- [Requirements]
In your copy, repeat the records exactly and leave out the pictures.

- [Exercise data]
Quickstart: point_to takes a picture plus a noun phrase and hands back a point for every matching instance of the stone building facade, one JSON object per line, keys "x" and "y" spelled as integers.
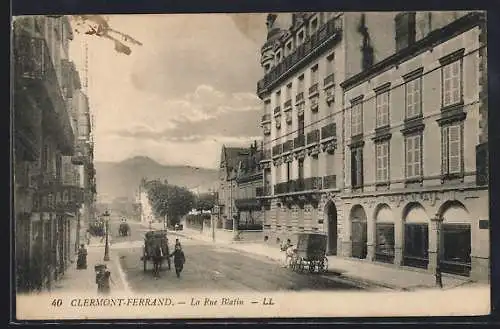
{"x": 320, "y": 162}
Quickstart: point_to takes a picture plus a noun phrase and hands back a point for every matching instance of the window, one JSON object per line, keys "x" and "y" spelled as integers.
{"x": 314, "y": 25}
{"x": 451, "y": 149}
{"x": 413, "y": 98}
{"x": 416, "y": 245}
{"x": 330, "y": 64}
{"x": 384, "y": 249}
{"x": 357, "y": 167}
{"x": 452, "y": 83}
{"x": 382, "y": 101}
{"x": 314, "y": 75}
{"x": 405, "y": 30}
{"x": 288, "y": 171}
{"x": 414, "y": 156}
{"x": 456, "y": 249}
{"x": 382, "y": 161}
{"x": 300, "y": 129}
{"x": 301, "y": 169}
{"x": 357, "y": 119}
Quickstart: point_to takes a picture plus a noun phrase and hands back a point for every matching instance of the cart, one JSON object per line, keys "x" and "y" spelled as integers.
{"x": 310, "y": 254}
{"x": 151, "y": 240}
{"x": 124, "y": 229}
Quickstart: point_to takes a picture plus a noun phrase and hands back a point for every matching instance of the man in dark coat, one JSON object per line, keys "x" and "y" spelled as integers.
{"x": 179, "y": 259}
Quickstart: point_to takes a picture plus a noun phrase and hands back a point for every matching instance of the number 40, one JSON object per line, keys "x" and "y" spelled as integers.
{"x": 57, "y": 302}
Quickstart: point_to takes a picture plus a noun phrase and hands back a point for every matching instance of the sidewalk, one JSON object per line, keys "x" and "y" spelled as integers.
{"x": 362, "y": 272}
{"x": 84, "y": 280}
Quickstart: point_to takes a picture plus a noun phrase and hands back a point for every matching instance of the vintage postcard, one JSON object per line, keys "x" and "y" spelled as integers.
{"x": 270, "y": 165}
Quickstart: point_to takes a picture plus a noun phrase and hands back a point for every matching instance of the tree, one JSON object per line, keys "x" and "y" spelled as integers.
{"x": 205, "y": 201}
{"x": 171, "y": 200}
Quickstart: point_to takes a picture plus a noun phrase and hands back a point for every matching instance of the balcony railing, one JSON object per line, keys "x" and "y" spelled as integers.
{"x": 313, "y": 183}
{"x": 313, "y": 137}
{"x": 299, "y": 97}
{"x": 277, "y": 149}
{"x": 263, "y": 191}
{"x": 266, "y": 154}
{"x": 266, "y": 117}
{"x": 288, "y": 146}
{"x": 331, "y": 28}
{"x": 329, "y": 80}
{"x": 299, "y": 141}
{"x": 313, "y": 89}
{"x": 330, "y": 130}
{"x": 330, "y": 181}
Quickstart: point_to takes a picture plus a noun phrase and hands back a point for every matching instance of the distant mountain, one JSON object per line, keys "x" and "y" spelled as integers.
{"x": 122, "y": 179}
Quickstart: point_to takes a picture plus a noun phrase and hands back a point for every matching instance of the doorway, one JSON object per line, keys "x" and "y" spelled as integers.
{"x": 331, "y": 212}
{"x": 359, "y": 230}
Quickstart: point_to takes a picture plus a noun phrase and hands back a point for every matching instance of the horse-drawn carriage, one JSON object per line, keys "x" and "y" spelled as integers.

- [Exercise answer]
Quickstart: point_to takes a picture plus a noun phrase and hands back a point for every matching instance of the stone building facade, one JSON object per line, keys "x" and "y" spelled as integers.
{"x": 320, "y": 162}
Quickstart: point_to takes a picture plus a noun phrase and hands back a point for every matching instance of the window, one JSON object per line, keys "x" and "y" spelled as integers.
{"x": 314, "y": 25}
{"x": 451, "y": 149}
{"x": 413, "y": 98}
{"x": 416, "y": 245}
{"x": 330, "y": 64}
{"x": 384, "y": 249}
{"x": 357, "y": 167}
{"x": 452, "y": 83}
{"x": 382, "y": 101}
{"x": 314, "y": 75}
{"x": 405, "y": 30}
{"x": 288, "y": 171}
{"x": 414, "y": 156}
{"x": 456, "y": 249}
{"x": 382, "y": 161}
{"x": 300, "y": 129}
{"x": 301, "y": 169}
{"x": 357, "y": 119}
Quickstart: point_to takes a picture plus a noun phrase and hands back a point for every matching instance of the cart, one JSON object per line, keys "x" and "y" spelled as integers.
{"x": 310, "y": 254}
{"x": 151, "y": 240}
{"x": 124, "y": 229}
Quickstart: point_to takes a picture plus a noun phrase and hands back a point for every matching instance of the man in dark coat, one JSON object per line, keys "x" and "y" spelled as integers.
{"x": 179, "y": 259}
Quickstart: point_to takes a picture plus a noun phrase and hands back a point for every matching instance of the number 40, one JSON object per line, keys "x" and "y" spelled as integers.
{"x": 57, "y": 302}
Quickstart: point_to takes a picture plus a noun phrase and hands back a point for every matching instance of the sidewalk, one JSON object per line, keys "x" and "y" spelled as integers.
{"x": 362, "y": 272}
{"x": 84, "y": 280}
Quickstart: point_to takes a picture plus a noun phrase and hands back a point for every matching instance of the vintage postcard, one JSON object per line, keys "x" and "y" spelled as integers.
{"x": 270, "y": 165}
Quickstart: point_to takes a picture plus a noun phrase and hands back a point for every matching instance of the tree, one JSON object per line, keys "x" and "y" spelled as integers.
{"x": 205, "y": 201}
{"x": 171, "y": 200}
Quickstart: point_to takes a picture plus a noun phrase and hands back a point for every matching instance of the balcony railing, one JSON object per line, keys "x" and "y" spelled as integers.
{"x": 313, "y": 183}
{"x": 313, "y": 137}
{"x": 299, "y": 97}
{"x": 277, "y": 149}
{"x": 263, "y": 191}
{"x": 266, "y": 154}
{"x": 266, "y": 117}
{"x": 288, "y": 146}
{"x": 331, "y": 28}
{"x": 329, "y": 80}
{"x": 299, "y": 141}
{"x": 313, "y": 89}
{"x": 330, "y": 130}
{"x": 330, "y": 181}
Quickstart: point_to takes a picture plus a noun phrase and hands back a point for every matching instance of the distant mountain, one JSON object per line, keys "x" and "y" spelled as integers.
{"x": 122, "y": 179}
Quickstart: point_to takes a picture plus a noun phrase and hands back a point for every matching instance of the doorway, one JSON object per line, keys "x" and "y" spelled as integers.
{"x": 331, "y": 212}
{"x": 359, "y": 230}
Quickstart: point_to takes a picture plus a noun phrase and hands back a point for every matching instance of the horse-drawn carriage, one JSON object per line, keys "x" and "y" spelled as integers.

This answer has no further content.